Problem set
1 - In the piece on drawing up a meeting agenda, what three types of activity are named?
2 - Pick up the piece on drawing up a meeting agenda after its final sentence and write the next part.

Excerpt provided
__________________________________________________

Everyone knows what needs to be achieved by the end of the meeting.

Clarity of the subjects to be discussed

Once the objective of the meeting agenda has been defined, the subjects to be discussed must be listed. These should all be linked to the main objective. This list of topics to be discussed frames the meeting and avoids discussing ancillary subjects. If we take the objective "To approve the marketing budget for the 3rd quarter", these topics might be :

  • Review of 2nd quarter marketing results ;
  • Approval of the strategy to be adopted in Q3;
  • Definition of performance indicators for Q3;
  • Approval of the budget.

Estimating the discussion time for each topic

In order to set the total duration of the meeting, it is important to estimate the time needed to discuss each topic. Some points may be dealt with more quickly, while others may require more discussion. It's better to allow more time than not enough. Set time blocks for each subject. During the meeting, make sure you keep to the time allotted for each of them.

Once the length of the meeting has been set, it is easier to plan.

Steps for drawing up an effective meeting agenda

1. Identify the purpose of the meeting

For a meeting to be effective, all the points to be dealt with must be grouped around the same objective. This gives direction to the session. The objective should clearly express what needs to be done at the end of the meeting. Formulate it using a question or an action verb.

Let's take an example. The accounts department wastes far too much time entering and managing invoices. An employee has put forward the idea of using software to automate these tasks. The objective identified could be: "How can we improve time management in the accounts department?

2. Involve participants in the preparation

When you submit the meeting agenda to your employees, you should also ask them to participate. You can do this by asking them to contribute by putting their name next to one of the points to be discussed. This will encourage them to think ahead and contribute to the meeting.

If they are invited to speak, they will have no choice but to make proposals. Each point should require the particular expertise of a member of the meeting. It is this collaboration that enables rapid progress to be made and the defined objective to be achieved.

3. List the issues to be addressed

Listing the points to be addressed in the form of questions helps to generate commitment. Propose open-ended questions to stimulate discussion. If we go back to our previous example, these questions could be :

  • What are the difficulties facing the accounts department?
  • Which tasks have been identified as the most time-consuming?
  • Is it possible to automate these tasks and how?
  • What are the relevant regulations?
  • Which software should be chosen to automate time-consuming tasks?

The answers need to be discussed together, but each point can be introduced by one of the employees, as we saw earlier.

4. Identify the purpose of each activity

Each activity discussed during the meeting is linked to the main objective. There are 3 different types of activity:

  • Information ;
  • Discussion;
  • Decision.

The information point provides an opportunity for the meeting leader or the expert intervening on the subject to provide all the information needed to carry out the activity. This removes any questions and ensures that each participant has all the necessary data.

The discussion requires the active participation of all those present at the meeting. The aim is to listen to the arguments to help the decision being made.

Finally, the decision is approved by a vote.

__________________________________________________

Data section
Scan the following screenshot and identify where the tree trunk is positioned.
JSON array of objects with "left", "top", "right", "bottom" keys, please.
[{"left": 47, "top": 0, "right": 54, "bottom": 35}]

__________________________________________________

The responses
1 - Information, discussion, and decision.

2 -
5. Estimating the time for each subject

Let's take another example to better understand how to estimate the time needed for each subject. A company seminar is to be organised. The aim of the agenda is to "Approve the quotes for the seminar on 10 November". The subjects to be dealt with are :

  • Overall seminar budget: information
  • Presentation of quotations for room hire;
  • Presentation of quotations for the caterer;
  • Presentation of quotes for guest accommodation.
  • Questions;
  • Approval of quotes.
Subject to be dealt withTime allowed
Overall seminar budget5 minutes
Presentation of room hire quotes10 minutes
Presentation of quotations for catering10 minutes
Presentation of quotes for accommodation10 minutes
Questions10 minutes
Vote5 minutes

6. Identify who will lead the discussions on each topic

The person who leads the discussions on each topic is the person who is likely to deal with it effectively. The meeting itself is led by a designated facilitator who follows the agenda. This is the person who will outline the purpose of the meeting and introduce the various topics.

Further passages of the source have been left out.